Count the lines in the listing below that contain the word "white". Reply with the number alone.

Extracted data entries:
=======

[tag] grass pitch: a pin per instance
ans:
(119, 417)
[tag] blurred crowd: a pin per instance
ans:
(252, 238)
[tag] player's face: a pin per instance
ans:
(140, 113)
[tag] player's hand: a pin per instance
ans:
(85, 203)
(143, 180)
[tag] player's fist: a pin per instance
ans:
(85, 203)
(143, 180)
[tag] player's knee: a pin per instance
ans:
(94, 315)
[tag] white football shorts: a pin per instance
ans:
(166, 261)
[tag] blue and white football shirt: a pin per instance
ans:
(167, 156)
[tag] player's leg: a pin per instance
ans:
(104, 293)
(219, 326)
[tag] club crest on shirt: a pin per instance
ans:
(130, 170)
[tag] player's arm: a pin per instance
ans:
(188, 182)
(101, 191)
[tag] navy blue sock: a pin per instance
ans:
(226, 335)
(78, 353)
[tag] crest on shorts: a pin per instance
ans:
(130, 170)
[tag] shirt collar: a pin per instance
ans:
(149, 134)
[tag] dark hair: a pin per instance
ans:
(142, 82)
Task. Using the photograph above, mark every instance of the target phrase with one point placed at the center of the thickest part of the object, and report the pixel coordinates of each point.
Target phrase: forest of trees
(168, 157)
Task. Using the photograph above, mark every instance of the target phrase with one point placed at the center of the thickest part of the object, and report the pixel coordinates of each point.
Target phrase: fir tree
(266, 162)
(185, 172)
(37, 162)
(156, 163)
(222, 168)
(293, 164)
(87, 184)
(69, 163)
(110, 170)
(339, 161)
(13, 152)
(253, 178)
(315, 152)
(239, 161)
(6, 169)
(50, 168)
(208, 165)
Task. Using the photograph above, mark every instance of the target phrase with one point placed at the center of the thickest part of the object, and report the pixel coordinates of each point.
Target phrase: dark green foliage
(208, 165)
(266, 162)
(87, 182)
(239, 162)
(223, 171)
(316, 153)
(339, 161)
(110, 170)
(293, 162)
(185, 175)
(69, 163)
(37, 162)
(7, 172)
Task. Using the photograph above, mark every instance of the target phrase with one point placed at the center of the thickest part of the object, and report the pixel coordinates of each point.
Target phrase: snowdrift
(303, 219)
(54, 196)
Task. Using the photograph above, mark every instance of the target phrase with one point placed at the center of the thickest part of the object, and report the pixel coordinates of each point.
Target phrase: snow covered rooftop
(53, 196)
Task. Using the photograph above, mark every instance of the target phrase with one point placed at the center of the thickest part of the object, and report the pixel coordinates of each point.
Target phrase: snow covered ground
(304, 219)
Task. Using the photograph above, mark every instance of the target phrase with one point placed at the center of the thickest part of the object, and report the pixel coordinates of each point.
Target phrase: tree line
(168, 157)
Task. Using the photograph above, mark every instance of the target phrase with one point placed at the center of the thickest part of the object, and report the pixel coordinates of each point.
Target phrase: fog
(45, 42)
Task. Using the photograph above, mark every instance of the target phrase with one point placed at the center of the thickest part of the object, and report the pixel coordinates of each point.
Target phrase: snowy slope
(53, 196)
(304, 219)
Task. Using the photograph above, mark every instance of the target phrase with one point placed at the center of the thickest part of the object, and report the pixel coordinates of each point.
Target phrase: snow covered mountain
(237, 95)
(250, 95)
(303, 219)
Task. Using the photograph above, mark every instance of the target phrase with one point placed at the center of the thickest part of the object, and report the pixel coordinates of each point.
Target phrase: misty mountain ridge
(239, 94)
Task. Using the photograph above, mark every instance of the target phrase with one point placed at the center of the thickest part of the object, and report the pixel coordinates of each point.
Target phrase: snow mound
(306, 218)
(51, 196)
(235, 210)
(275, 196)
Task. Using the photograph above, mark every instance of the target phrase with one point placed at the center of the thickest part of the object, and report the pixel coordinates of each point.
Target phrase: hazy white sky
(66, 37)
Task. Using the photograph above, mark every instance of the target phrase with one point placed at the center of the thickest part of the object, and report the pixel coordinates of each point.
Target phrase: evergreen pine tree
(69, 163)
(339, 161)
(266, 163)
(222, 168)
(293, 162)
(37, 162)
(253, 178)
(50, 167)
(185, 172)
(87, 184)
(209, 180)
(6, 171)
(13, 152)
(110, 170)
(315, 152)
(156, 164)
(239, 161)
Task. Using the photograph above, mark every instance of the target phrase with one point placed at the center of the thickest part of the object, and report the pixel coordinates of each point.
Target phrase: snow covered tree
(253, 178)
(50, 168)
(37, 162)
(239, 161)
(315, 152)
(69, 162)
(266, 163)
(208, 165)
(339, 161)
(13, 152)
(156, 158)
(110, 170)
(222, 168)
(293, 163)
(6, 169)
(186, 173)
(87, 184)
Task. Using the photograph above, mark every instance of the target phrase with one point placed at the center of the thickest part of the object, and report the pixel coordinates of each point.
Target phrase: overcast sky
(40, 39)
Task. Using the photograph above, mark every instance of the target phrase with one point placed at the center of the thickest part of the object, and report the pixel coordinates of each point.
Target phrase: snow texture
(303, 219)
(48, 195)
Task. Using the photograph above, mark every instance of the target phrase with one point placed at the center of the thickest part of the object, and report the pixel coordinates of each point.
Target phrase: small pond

=======

- [Result of this task]: 3